→ **Document excerpt**
==============================

What comes between “we need a copywriter” and “we’ve hired one” is a whole set of quiet objections that clients rarely articulate directly.
Here’s what I’ve heard (and felt) from the other side:
3 Most Common Client Objections Before Hiring a Copywriter
Objection 1: “We don’t have time to train another copywriter again.”
This one is especially common in small businesses and growing brands where the team is already stretched.
Hiring a new person (even a freelancer) costs time. You have to explain the brand, the audience, the tone, the product, the history of what’s been tried before. You have to read their first draft and realise they haven’t quite got it yet. You have to brief them again. And again.
For a founder or marketing manager who is already overwhelmed, the idea of going through that onboarding process is already quite exhausting.
Sometimes they’d rather just do the writing themselves, even if it’s not as good, because at least they know it’ll get done without having to explain everything three times.
What this fear is really about: time and energy investment. The client isn’t sure the result will be worth what it costs them to get there.
Objection 2: “Can the copywriter actually write in our voice?”
Every brand has a voice, even if they’ve never formally defined it. And brands that have worked hard to build something distinctive are often worried about bringing in someone who will make their content sound generic, templated, or like it could belong to any brand.
This fear gets even more pronounced when the copywriter is being hired to write for a founder’s personal brand.
There’s an additional layer of vulnerability there:
“What if people can tell I didn’t write this? What if it doesn’t sound like me? What if I put my name on something that feels foreign?“
What this fear is really about: brand integrity and authenticity. The client wants to know that you can adapt and that that you’ll write for them, not produce a version of copy that sounds like you.
Objection 3: “What if we hire them and it doesn’t work out?”
This is the broadest one, and it covers everything from “what if the copy doesn’t perform” to “what if they miss a deadline” to “what if communication breaks down halfway through the project.”
Hiring a freelancer always carries some element of risk. The client doesn’t have a long track record with you.
They’re making a decision based on limited information. And if it doesn’t work out, they’ve lost time, money, and possibly momentum on a project they cared about.
What this fear is really about: risk. And specifically, the risk of being wrong about you.
Why Knowing These Client Objections Gives You a Real Advantage
Here’s the part that took me a while to fully internalise: knowing these objections and fears actually gives you leverage.
And knowing these can be very useful because when you understand what someone is worried about, you can address it directly instead of hoping they’ll just trust you.
Most copywriters pitch by leading with what they can do. Their skills, their experience, their portfolio. All of that matters. But it doesn’t speak to the fears above.
It doesn’t tell the client how you handle the onboarding process, or how you learn a brand’s voice, or what happens if they’re not happy with the first draft.

==============================

→ **Data provided**
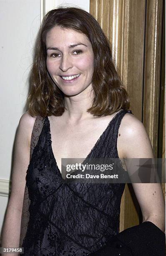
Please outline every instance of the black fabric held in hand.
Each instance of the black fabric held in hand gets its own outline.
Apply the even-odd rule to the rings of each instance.
[[[164,256],[165,234],[150,221],[127,228],[117,235],[118,239],[131,248],[134,256]]]
[[[115,236],[100,250],[89,254],[89,256],[133,256],[131,250]]]
[[[165,234],[150,221],[127,228],[91,256],[164,256]]]

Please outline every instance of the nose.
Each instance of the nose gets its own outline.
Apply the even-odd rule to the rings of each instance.
[[[73,63],[71,58],[68,55],[63,55],[61,60],[59,68],[63,72],[65,72],[69,69],[73,67]]]

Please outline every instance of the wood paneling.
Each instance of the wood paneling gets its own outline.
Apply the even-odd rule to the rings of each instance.
[[[143,123],[157,157],[163,1],[147,1]]]

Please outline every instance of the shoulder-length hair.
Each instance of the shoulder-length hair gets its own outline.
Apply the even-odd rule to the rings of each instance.
[[[91,43],[94,58],[92,78],[94,97],[87,111],[101,116],[121,108],[128,110],[129,96],[115,67],[109,42],[99,23],[85,10],[70,7],[49,11],[40,27],[30,76],[27,102],[29,113],[33,116],[60,116],[65,109],[63,93],[52,79],[46,67],[46,36],[55,26],[83,33]]]

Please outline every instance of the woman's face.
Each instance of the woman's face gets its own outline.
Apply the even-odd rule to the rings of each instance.
[[[84,34],[55,26],[47,33],[46,46],[48,70],[65,95],[76,95],[92,87],[93,53]]]

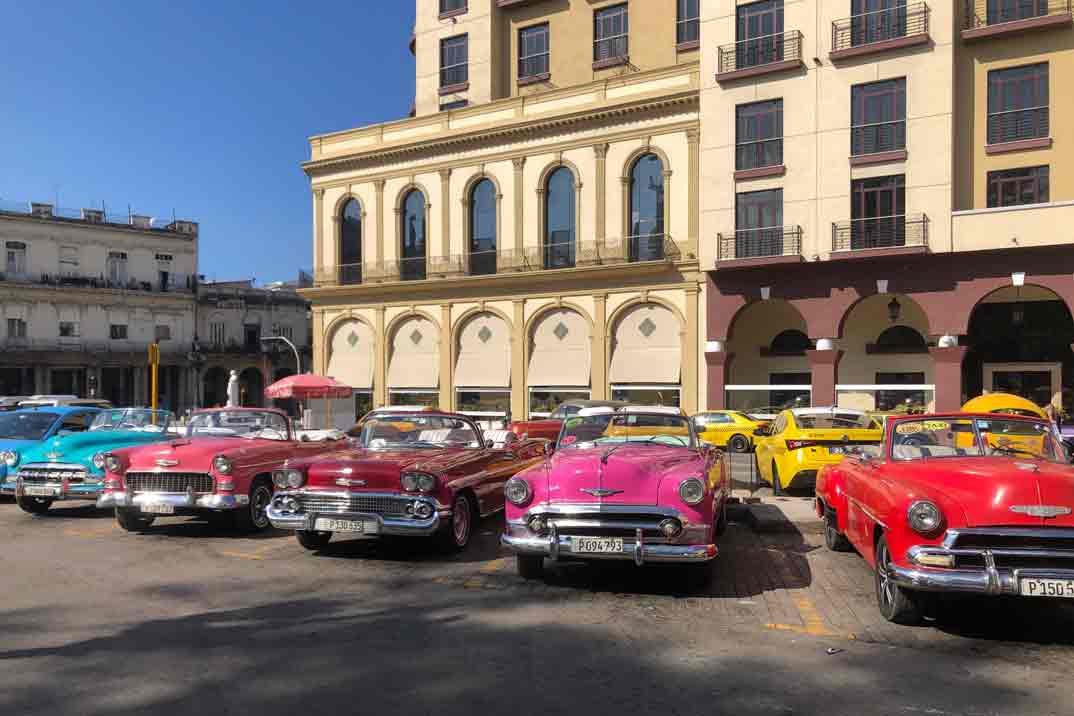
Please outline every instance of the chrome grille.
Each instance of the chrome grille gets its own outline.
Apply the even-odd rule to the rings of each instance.
[[[23,482],[82,482],[86,479],[86,468],[76,465],[56,467],[24,467],[18,471]]]
[[[412,500],[405,497],[386,497],[381,495],[318,495],[304,493],[295,496],[302,509],[306,512],[365,512],[383,515],[405,515],[407,503]]]
[[[128,472],[125,479],[134,493],[213,492],[213,476],[204,472]]]

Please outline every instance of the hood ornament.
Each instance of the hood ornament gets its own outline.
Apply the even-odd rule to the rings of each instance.
[[[1028,514],[1031,517],[1044,517],[1050,520],[1071,513],[1071,508],[1059,505],[1012,505],[1012,512]]]
[[[611,497],[619,495],[622,489],[608,489],[607,487],[582,487],[579,492],[593,495],[594,497]]]

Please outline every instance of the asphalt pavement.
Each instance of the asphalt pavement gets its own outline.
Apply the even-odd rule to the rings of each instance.
[[[282,532],[132,535],[91,508],[0,503],[0,714],[1071,713],[1072,605],[891,626],[860,557],[794,522],[732,524],[702,591],[625,565],[525,582],[500,521],[462,555],[311,554]]]

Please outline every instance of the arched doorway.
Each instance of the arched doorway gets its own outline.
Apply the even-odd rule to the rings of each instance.
[[[881,293],[843,318],[837,403],[881,412],[924,412],[935,404],[929,320],[910,296]]]
[[[725,406],[765,413],[808,407],[813,376],[806,351],[812,347],[806,319],[786,301],[742,307],[727,339]]]
[[[962,399],[982,393],[1013,393],[1071,413],[1072,342],[1074,319],[1066,303],[1051,290],[1022,286],[993,291],[970,317]]]

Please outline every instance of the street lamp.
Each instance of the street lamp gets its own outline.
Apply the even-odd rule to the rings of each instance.
[[[294,352],[294,369],[295,369],[295,374],[294,375],[301,376],[302,375],[302,359],[299,357],[299,349],[294,347],[294,344],[292,344],[288,338],[285,338],[284,336],[263,336],[261,338],[261,342],[262,344],[267,342],[270,340],[281,340],[281,341],[284,341],[285,344],[287,344],[288,346],[291,347],[291,351]]]

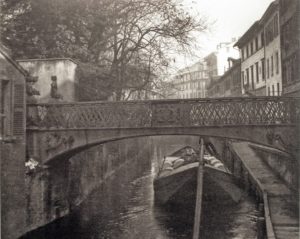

==============================

→ **What you need to do**
• A. Repeat the passage of the copywriter article from "Hiring a new" up to and including "to get there.".
• B. According to the copywriter article, what is the fear behind the first objection really about?
• C. In the copywriter article, what does the client have to explain when hiring a new person?
The rows aren't needed for any of this.

→ **Solutions for each task**
• A.
Hiring a new person (even a freelancer) costs time. You have to explain the brand, the audience, the tone, the product, the history of what’s been tried before. You have to read their first draft and realise they haven’t quite got it yet. You have to brief them again. And again.
For a founder or marketing manager who is already overwhelmed, the idea of going through that onboarding process is already quite exhausting.
Sometimes they’d rather just do the writing themselves, even if it’s not as good, because at least they know it’ll get done without having to explain everything three times.
What this fear is really about: time and energy investment. The client isn’t sure the result will be worth what it costs them to get there.

• B. Time and energy investment.

• C.
- the brand
- the audience
- the tone
- the product
- the history of what's been tried before